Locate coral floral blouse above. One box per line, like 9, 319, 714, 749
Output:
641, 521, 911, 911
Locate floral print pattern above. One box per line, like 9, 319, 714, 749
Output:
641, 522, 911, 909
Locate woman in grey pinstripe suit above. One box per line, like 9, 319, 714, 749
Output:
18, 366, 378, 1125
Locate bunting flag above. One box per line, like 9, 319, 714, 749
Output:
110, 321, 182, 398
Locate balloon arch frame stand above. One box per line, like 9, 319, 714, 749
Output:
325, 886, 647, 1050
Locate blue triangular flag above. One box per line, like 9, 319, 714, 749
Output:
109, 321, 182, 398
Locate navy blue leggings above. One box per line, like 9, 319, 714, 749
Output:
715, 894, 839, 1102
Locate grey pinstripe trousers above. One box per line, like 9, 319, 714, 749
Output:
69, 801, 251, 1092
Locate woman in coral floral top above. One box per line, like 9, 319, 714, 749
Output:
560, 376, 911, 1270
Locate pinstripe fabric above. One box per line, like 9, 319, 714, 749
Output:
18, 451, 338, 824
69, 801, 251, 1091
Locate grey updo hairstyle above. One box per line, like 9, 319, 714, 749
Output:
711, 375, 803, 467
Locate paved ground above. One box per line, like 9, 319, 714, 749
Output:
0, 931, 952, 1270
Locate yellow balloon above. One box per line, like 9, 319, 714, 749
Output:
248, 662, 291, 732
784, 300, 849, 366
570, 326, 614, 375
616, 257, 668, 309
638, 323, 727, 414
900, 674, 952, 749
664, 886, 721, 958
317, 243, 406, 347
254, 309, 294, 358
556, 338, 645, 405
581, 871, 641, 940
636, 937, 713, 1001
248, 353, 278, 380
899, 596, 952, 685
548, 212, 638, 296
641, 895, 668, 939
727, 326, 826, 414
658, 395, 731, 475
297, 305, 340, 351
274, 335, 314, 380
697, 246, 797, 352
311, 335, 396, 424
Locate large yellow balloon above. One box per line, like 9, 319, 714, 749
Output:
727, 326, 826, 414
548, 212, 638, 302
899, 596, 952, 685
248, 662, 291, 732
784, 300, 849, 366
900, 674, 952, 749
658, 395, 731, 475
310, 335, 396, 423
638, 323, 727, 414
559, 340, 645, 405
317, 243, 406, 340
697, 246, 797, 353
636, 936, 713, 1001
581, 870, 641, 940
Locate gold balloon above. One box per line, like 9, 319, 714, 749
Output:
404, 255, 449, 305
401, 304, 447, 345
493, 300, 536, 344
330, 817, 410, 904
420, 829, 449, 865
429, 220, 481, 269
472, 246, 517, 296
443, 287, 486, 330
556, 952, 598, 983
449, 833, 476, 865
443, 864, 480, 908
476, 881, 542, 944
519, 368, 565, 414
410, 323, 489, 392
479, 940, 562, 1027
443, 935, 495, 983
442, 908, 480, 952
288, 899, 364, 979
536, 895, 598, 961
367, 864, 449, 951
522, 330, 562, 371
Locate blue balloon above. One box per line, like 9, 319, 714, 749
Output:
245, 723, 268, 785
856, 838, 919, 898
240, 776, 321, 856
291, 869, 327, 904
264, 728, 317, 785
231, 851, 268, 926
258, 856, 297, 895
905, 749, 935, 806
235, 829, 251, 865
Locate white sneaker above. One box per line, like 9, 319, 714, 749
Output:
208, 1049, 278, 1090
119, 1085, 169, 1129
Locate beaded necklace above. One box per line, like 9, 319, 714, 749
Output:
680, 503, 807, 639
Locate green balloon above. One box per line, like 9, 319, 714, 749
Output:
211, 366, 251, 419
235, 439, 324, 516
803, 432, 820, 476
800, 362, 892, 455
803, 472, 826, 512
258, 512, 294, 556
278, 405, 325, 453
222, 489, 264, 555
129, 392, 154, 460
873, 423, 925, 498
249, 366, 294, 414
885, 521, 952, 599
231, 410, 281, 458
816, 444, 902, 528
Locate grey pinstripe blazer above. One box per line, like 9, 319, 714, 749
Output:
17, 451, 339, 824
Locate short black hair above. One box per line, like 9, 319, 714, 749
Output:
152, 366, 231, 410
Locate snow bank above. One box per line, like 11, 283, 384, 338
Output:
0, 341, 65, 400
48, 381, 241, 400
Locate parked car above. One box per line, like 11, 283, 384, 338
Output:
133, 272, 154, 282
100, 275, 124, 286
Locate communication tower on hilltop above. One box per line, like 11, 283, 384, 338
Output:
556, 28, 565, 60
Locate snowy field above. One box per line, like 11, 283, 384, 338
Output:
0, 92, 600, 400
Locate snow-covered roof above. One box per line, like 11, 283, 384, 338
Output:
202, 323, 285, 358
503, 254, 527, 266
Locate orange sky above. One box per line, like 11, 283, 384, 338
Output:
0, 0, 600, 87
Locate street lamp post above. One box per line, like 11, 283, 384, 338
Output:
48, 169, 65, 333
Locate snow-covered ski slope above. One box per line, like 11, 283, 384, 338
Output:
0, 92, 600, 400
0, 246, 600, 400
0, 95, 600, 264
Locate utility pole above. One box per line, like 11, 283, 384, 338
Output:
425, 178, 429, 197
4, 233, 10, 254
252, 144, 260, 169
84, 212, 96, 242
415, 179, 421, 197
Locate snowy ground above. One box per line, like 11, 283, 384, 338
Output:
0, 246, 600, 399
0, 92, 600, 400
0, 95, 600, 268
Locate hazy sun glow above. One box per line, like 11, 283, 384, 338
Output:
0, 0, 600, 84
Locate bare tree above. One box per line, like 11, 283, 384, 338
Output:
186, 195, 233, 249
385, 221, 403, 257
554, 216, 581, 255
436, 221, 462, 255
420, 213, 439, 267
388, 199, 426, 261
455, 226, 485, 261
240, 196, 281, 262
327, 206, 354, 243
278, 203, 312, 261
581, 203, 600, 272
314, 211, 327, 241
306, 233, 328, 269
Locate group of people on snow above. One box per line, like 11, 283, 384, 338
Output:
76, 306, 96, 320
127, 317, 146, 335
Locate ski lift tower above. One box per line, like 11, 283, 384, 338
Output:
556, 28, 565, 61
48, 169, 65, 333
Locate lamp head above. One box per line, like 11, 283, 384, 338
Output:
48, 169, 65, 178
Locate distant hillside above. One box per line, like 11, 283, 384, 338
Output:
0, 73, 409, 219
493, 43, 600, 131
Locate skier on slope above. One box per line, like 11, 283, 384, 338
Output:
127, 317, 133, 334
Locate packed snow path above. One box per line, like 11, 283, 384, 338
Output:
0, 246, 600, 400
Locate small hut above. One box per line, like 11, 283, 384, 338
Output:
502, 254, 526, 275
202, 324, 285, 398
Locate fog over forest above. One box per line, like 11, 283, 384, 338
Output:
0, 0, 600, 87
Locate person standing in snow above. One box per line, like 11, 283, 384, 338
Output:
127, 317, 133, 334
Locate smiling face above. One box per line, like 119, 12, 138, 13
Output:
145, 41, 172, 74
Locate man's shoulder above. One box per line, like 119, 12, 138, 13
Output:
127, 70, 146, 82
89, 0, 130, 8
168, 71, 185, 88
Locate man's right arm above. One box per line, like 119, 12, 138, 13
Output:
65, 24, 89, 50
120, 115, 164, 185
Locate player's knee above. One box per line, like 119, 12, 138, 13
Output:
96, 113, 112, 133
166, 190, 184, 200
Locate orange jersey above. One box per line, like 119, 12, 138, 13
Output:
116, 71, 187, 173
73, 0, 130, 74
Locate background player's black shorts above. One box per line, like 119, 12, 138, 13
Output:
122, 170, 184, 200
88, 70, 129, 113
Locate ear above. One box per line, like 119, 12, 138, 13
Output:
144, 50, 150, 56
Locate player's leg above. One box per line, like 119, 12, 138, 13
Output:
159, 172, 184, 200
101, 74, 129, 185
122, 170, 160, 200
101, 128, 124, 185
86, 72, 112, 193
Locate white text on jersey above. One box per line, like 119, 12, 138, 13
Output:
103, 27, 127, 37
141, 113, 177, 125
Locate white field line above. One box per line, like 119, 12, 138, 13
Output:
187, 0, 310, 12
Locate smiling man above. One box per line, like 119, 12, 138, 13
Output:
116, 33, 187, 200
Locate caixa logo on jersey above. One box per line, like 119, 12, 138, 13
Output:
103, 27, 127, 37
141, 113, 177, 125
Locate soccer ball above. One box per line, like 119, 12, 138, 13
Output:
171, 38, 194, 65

****************************************

Render the records as a numbered list, starting at the first line and ending at the line that contains "711, 375, 803, 467". Leave out any blank lines.

1. Locate coral floral blouse above. One box per line, like 9, 319, 714, 749
2. Output:
3. 641, 521, 911, 911
4. Locate floral print pattern above. One box per line, like 9, 319, 714, 749
5. Output:
6. 641, 522, 911, 909
7. Locate woman in grey pinstripe suit above. One box per line, like 9, 319, 714, 749
8. Output:
9. 18, 366, 378, 1125
10. Locate bunting flag above. One box per line, like 9, 319, 714, 749
11. Output:
12. 110, 321, 182, 398
13. Locate balloon arch frame stand above. One box per line, like 9, 319, 714, 749
14. Output:
15. 325, 886, 647, 1050
16. Locate blue triangular flag above. One box per line, like 9, 319, 714, 749
17. Output:
18. 109, 321, 182, 398
19. Locate navy blue leggings above. One box per line, like 9, 319, 714, 749
20. Output:
21. 715, 894, 839, 1102
22. Locate grey pinstripe trousers above. One box per line, like 9, 319, 714, 749
23. Output:
24. 69, 801, 251, 1092
25. Locate woman in coral floral top above. One box per line, like 9, 319, 714, 749
26. Output:
27. 560, 376, 911, 1270
28. Locate pinstripe fabric above. One box per line, like 9, 319, 714, 749
29. Output:
30. 18, 451, 338, 824
31. 69, 801, 251, 1091
32. Locate grey updo hairstyle above. One box per line, like 9, 319, 714, 749
33. Output:
34. 711, 375, 803, 467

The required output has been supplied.